(Data listing)
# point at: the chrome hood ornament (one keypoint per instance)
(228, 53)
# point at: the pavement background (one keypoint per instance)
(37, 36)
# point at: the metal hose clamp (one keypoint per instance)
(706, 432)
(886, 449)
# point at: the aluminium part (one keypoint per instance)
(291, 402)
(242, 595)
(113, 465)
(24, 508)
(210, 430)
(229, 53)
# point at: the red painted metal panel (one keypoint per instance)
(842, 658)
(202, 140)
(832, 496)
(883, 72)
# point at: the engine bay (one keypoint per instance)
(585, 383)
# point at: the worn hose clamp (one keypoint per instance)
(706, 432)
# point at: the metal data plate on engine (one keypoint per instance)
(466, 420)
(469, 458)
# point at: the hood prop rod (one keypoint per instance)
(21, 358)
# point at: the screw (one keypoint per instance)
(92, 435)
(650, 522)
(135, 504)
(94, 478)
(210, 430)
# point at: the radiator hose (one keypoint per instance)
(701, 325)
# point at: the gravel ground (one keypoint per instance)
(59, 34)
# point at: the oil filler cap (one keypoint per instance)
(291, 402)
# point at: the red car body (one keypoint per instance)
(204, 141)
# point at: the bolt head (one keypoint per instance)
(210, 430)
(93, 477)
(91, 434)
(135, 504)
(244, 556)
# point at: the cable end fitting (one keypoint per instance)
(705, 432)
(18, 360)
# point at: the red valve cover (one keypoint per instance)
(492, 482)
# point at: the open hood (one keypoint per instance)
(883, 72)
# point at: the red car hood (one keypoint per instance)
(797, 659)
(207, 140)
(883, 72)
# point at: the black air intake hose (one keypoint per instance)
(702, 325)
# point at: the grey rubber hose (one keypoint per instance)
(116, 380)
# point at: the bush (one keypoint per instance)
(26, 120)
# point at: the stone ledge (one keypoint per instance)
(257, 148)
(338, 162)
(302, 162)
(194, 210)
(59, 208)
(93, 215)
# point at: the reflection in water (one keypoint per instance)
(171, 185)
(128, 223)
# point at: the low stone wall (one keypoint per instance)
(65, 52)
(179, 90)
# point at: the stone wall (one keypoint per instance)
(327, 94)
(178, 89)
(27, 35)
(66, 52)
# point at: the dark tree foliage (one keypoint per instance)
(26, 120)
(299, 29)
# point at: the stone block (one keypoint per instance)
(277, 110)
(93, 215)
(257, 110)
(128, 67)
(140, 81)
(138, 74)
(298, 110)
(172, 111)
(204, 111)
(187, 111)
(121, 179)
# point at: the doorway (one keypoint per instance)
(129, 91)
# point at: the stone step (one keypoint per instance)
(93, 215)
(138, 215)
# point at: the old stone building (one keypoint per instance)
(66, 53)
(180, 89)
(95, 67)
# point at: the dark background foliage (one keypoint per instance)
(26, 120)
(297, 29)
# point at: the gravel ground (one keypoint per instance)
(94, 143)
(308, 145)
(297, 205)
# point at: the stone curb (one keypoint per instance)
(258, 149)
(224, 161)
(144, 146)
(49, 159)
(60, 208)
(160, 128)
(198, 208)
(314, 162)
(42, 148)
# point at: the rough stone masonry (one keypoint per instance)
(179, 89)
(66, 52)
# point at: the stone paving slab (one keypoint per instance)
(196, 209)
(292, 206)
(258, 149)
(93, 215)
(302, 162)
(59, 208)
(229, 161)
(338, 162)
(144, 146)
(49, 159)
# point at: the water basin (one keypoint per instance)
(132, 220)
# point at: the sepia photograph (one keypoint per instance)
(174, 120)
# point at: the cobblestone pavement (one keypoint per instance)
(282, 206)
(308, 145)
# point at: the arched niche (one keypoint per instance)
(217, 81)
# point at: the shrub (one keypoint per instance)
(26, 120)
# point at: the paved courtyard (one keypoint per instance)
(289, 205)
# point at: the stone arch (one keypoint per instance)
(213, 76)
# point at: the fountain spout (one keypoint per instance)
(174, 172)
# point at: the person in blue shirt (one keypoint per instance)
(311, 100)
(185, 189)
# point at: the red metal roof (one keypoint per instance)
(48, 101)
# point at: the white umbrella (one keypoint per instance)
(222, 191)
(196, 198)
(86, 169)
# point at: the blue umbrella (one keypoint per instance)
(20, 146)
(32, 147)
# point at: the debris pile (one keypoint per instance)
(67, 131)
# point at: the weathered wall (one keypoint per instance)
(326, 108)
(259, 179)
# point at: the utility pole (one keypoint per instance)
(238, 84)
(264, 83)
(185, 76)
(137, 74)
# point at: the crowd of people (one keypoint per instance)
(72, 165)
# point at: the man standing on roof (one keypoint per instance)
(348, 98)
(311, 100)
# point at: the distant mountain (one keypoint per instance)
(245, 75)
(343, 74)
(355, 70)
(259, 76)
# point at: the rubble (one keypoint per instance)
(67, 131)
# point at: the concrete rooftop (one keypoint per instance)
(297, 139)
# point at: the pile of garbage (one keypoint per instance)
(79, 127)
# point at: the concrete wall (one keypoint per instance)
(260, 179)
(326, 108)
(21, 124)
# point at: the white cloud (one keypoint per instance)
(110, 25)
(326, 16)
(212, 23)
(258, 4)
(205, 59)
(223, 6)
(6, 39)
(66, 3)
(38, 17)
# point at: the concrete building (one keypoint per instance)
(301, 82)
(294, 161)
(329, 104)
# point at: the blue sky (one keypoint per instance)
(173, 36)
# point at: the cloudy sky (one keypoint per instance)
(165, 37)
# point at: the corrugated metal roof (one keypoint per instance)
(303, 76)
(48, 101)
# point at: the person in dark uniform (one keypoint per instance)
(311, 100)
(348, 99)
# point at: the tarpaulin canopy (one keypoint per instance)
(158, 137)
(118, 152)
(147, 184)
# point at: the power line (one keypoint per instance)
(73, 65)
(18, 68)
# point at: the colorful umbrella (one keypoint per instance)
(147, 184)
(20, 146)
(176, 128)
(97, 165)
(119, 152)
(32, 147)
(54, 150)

- TO BE DONE:
Copy every row above without changing a single character.

- WRITTEN SOLUTION:
# point at: the chrome hood ornament (one keypoint per instance)
(228, 53)
# point at: the pavement background (one keypoint per instance)
(37, 36)
# point at: the metal hose clamp (one keypoint per instance)
(706, 432)
(886, 449)
# point at: the aluminium part (one keypoint per instance)
(291, 402)
(242, 595)
(113, 465)
(24, 508)
(210, 430)
(229, 53)
# point at: the red painted metal panel (one keypoint per instance)
(842, 658)
(202, 140)
(832, 496)
(883, 72)
# point at: the engine bay (one keypoint per instance)
(585, 383)
# point at: the worn hose clamp (one keypoint per instance)
(706, 432)
# point at: the metal data plate on engine (one keypoint per instance)
(466, 420)
(469, 458)
# point at: the hood prop rod (one keypoint per instance)
(21, 358)
# point at: the screw (one keypoint per instance)
(92, 435)
(650, 522)
(135, 504)
(94, 478)
(210, 430)
# point at: the radiator hose (one keypoint per instance)
(701, 325)
# point at: the gravel ground (one keypoint per instance)
(59, 34)
# point at: the oil filler cap (one keypoint per instance)
(291, 402)
# point at: the red car body (one keypoint per instance)
(204, 141)
# point at: the bolt head (one keypoint per instance)
(210, 430)
(93, 477)
(91, 434)
(135, 504)
(244, 556)
# point at: the cable end fitting (one keypoint per instance)
(705, 432)
(18, 360)
# point at: the red valve cover (one keypoint per instance)
(492, 482)
# point at: the open hood (one keypoint per instance)
(883, 72)
# point at: the red car hood (one keypoint per instance)
(797, 659)
(207, 140)
(883, 72)
# point at: the black air intake hose (one keypoint per instance)
(702, 325)
# point at: the grey rubber hose (one keypoint per instance)
(116, 380)
# point at: the bush (one keypoint per instance)
(26, 120)
# point at: the stone ledge (one keypoint per instance)
(257, 148)
(338, 162)
(302, 162)
(194, 210)
(59, 208)
(93, 215)
# point at: the reflection in water (one keypoint per instance)
(171, 185)
(128, 223)
# point at: the low stone wall (one keypoint per instance)
(65, 52)
(179, 90)
# point at: the stone wall (one keypoint per instance)
(327, 94)
(178, 89)
(27, 35)
(66, 52)
# point at: the dark tree foliage (one keypoint per instance)
(26, 120)
(299, 29)
# point at: the stone block (one keypoint per instance)
(277, 110)
(93, 215)
(257, 110)
(128, 67)
(140, 81)
(138, 74)
(298, 110)
(172, 111)
(204, 111)
(187, 111)
(121, 179)
# point at: the doorway (one keypoint per instance)
(129, 91)
# point at: the stone step (one keypoint per instance)
(93, 215)
(138, 215)
# point at: the old stone building (one keypoint per instance)
(66, 53)
(180, 89)
(95, 67)
# point at: the dark background foliage (one keypoint per instance)
(26, 120)
(297, 29)
# point at: the gravel ground (one keypoint per instance)
(94, 143)
(308, 145)
(297, 205)
# point at: the stone curb (one keypoint per instance)
(258, 149)
(224, 161)
(144, 146)
(49, 159)
(60, 208)
(160, 128)
(198, 208)
(314, 162)
(42, 148)
# point at: the rough stone masonry (one keypoint per instance)
(179, 89)
(66, 52)
# point at: the stone paving slab (one keypoint per instance)
(196, 209)
(292, 206)
(258, 149)
(93, 215)
(302, 162)
(59, 208)
(229, 161)
(338, 162)
(144, 146)
(49, 159)
# point at: the water basin (one keypoint per instance)
(132, 220)
# point at: the sepia photograph (one keypoint per instance)
(174, 120)
# point at: the cobblestone pavement (one keypoint per instance)
(282, 206)
(308, 145)
# point at: the arched niche (one keypoint per instance)
(217, 81)
# point at: the shrub (one keypoint per instance)
(26, 120)
# point at: the paved courtyard (one keypoint per instance)
(289, 205)
# point at: the stone arch (one keypoint per instance)
(213, 76)
# point at: the fountain spout (one keypoint per instance)
(174, 172)
# point at: the person in blue shirt (one keypoint per instance)
(311, 100)
(185, 189)
# point at: the red metal roof (one keypoint per instance)
(48, 101)
# point at: the white umbrella (one keypoint per instance)
(222, 191)
(196, 198)
(86, 169)
# point at: the blue umbrella (one keypoint per instance)
(20, 146)
(32, 147)
# point at: the debris pile (one keypoint per instance)
(67, 131)
# point at: the weathered wall (one keypoint per instance)
(326, 108)
(259, 179)
# point at: the utility pole (one keypoint per instance)
(238, 84)
(264, 83)
(185, 76)
(137, 74)
# point at: the crowd of people (one keypoint per instance)
(72, 165)
# point at: the man standing on roof (one keypoint per instance)
(348, 98)
(311, 100)
# point at: the distant mountain (one keypoint per instance)
(245, 75)
(343, 74)
(355, 70)
(259, 76)
# point at: the rubble (one keypoint per instance)
(67, 131)
# point at: the concrete rooftop (one keypoint per instance)
(297, 139)
# point at: the pile of garbage (one keypoint per instance)
(79, 127)
# point at: the concrete wall (one keypoint per instance)
(260, 179)
(326, 108)
(21, 124)
# point at: the white cloud (one keypoint per instance)
(110, 25)
(326, 16)
(212, 23)
(258, 4)
(205, 59)
(223, 6)
(6, 39)
(66, 3)
(38, 17)
# point at: the concrete building (one keypoint per instance)
(301, 82)
(294, 161)
(329, 104)
# point at: the blue sky (one keypoint per instance)
(173, 36)
# point at: the cloudy sky (one keypoint per instance)
(165, 37)
# point at: the corrugated metal roof (one keypoint per instance)
(303, 76)
(48, 101)
# point at: the person in dark uniform (one keypoint per instance)
(311, 100)
(348, 99)
# point at: the tarpaulin canopy (one keypoint per instance)
(158, 137)
(118, 152)
(147, 184)
# point at: the power line (one keypoint per instance)
(73, 65)
(18, 68)
# point at: the colorful umbrella (one keypoint per instance)
(147, 184)
(20, 146)
(176, 128)
(97, 165)
(119, 152)
(32, 147)
(54, 150)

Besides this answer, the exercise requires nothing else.